▶ _Problem to work on_
Restate every line of the material, word for word.

▶ _The input_
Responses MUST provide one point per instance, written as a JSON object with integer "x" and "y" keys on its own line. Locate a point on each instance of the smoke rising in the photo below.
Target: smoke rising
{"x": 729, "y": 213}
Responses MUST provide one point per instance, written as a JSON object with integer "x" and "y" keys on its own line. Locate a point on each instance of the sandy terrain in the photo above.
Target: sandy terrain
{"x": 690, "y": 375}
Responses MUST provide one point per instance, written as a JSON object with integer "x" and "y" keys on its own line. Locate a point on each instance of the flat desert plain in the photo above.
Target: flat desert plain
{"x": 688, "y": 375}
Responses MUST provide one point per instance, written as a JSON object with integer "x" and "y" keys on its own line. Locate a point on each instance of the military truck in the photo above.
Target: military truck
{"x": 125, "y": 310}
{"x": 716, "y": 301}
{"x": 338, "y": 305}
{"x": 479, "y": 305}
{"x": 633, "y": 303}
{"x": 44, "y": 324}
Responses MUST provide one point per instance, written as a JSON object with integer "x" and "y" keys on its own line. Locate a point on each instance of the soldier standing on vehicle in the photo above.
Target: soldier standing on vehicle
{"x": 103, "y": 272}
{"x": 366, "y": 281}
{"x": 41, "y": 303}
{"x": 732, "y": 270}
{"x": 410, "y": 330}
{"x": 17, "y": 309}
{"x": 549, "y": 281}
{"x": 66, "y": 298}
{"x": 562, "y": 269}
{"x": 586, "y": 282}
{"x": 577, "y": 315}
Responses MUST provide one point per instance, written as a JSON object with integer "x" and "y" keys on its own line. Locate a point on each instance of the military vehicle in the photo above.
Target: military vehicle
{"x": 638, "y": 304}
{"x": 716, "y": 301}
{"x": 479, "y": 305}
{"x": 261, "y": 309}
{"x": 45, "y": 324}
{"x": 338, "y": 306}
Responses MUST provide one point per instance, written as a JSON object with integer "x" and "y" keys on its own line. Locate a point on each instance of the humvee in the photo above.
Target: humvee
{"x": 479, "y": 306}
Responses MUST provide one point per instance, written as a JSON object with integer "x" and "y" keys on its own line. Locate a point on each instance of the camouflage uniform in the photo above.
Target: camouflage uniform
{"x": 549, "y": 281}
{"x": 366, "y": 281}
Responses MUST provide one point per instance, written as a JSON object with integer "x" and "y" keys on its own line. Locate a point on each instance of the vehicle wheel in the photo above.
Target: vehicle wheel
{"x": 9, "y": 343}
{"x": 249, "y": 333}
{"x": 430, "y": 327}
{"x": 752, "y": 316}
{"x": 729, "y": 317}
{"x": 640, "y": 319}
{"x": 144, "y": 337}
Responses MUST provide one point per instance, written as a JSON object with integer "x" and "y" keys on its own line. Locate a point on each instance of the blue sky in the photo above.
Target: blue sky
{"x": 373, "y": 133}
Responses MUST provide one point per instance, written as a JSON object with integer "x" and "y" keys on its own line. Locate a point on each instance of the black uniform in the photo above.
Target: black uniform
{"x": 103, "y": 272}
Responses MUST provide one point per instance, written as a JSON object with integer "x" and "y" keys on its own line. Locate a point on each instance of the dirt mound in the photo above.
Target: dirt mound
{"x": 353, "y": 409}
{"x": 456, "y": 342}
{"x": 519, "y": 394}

▶ _Answer to the problem_
Responses MUST provide one point per instance, written as a JSON object with integer "x" and "y" keys on its own line. Locate a point on each instance of the smoke rising in the photo below.
Target: smoke rising
{"x": 729, "y": 213}
Responses MUST provide one point per instance, written as a JSON object with integer "x" and "y" keys on its own line. Locate a point on each instance of the sandy terrain in the photo above.
Target: sandy terrain
{"x": 690, "y": 375}
Responses MUST provide one point per instance, written as a JSON object with integer "x" and "y" keys on its own line. Locate a point on each instance of the flat desert plain in the photo above.
Target: flat desert plain
{"x": 688, "y": 375}
Responses MUST provide one point per instance, written as a JSON object with integer "x" and "y" keys on its own line. Locate a point on each instance of the military truck in the photo above.
Target: military truck
{"x": 125, "y": 310}
{"x": 716, "y": 301}
{"x": 338, "y": 305}
{"x": 479, "y": 305}
{"x": 633, "y": 303}
{"x": 44, "y": 324}
Responses MUST provide one point per instance, written as a JSON object with integer "x" and "y" keys on its own line. Locate a point on each instance of the soldier standing on vehicle in the photo above.
Target: soldier standing on vehicle
{"x": 103, "y": 272}
{"x": 366, "y": 281}
{"x": 41, "y": 303}
{"x": 732, "y": 270}
{"x": 410, "y": 330}
{"x": 17, "y": 309}
{"x": 549, "y": 281}
{"x": 66, "y": 298}
{"x": 562, "y": 269}
{"x": 586, "y": 282}
{"x": 577, "y": 315}
Responses MUST provide one point per instance, written as a JSON object with integer "x" and "y" keys on its own line. Locate a point on each instance of the military vehicle in the photo above.
Target: military vehicle
{"x": 638, "y": 304}
{"x": 716, "y": 301}
{"x": 479, "y": 305}
{"x": 261, "y": 309}
{"x": 45, "y": 324}
{"x": 338, "y": 306}
Responses MUST provide one point per instance, written as a JSON object with integer "x" and "y" keys on its own line. Locate a point on each instance of the humvee in the photo above.
Target: humvee
{"x": 479, "y": 306}
Responses MUST provide one point per instance, written as a JSON object with integer "x" and "y" keys on its own line. Locate a point on each instance of the camouflage uniform in the photo above.
Target: camouflage uniform
{"x": 549, "y": 281}
{"x": 366, "y": 281}
Responses MUST provide one point per instance, written as a JSON object with integer "x" and "y" keys on its own line. Locate a point on each instance of the vehicle wheel in the photo above.
Target: vehicle wheel
{"x": 9, "y": 343}
{"x": 249, "y": 333}
{"x": 430, "y": 327}
{"x": 752, "y": 316}
{"x": 729, "y": 317}
{"x": 640, "y": 319}
{"x": 144, "y": 337}
Responses MUST provide one point per instance, written as a JSON object with integer "x" and "y" keys on its own line. Locate a point on each instance of the blue sky in the photo above.
Target: blue sky
{"x": 373, "y": 133}
Responses MUST provide one point per instance, written as a JSON object with integer "x" and "y" keys on its own line. Locate a point on each instance of the black uniform in the photo above.
Target: black uniform
{"x": 103, "y": 272}
Responses MUST provide one point per instance, written as a JSON object with integer "x" and "y" keys on its own line. Locate a point on each instance of the dirt mound in the photo above.
Target: dirt mound
{"x": 353, "y": 409}
{"x": 456, "y": 342}
{"x": 519, "y": 394}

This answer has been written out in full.